RECORDED DATA:
Start of Block

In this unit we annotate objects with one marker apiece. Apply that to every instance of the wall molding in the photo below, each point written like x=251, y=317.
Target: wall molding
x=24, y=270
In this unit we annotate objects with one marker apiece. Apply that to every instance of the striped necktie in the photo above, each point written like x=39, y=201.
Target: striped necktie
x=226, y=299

End of Block

WHAT IS NEEDED: All of the entries above need to be reproduced exactly.

OUTPUT OF THE EXERCISE:
In this unit we annotate objects with one marker apiece. Apply that to every instance of the wall molding in the photo below, each point written like x=251, y=317.
Target: wall molding
x=24, y=270
In this unit we annotate objects with one marker apiece. Apply that to every instance of the striped necktie in the photo above, each point written like x=39, y=201.
Target: striped necktie
x=226, y=299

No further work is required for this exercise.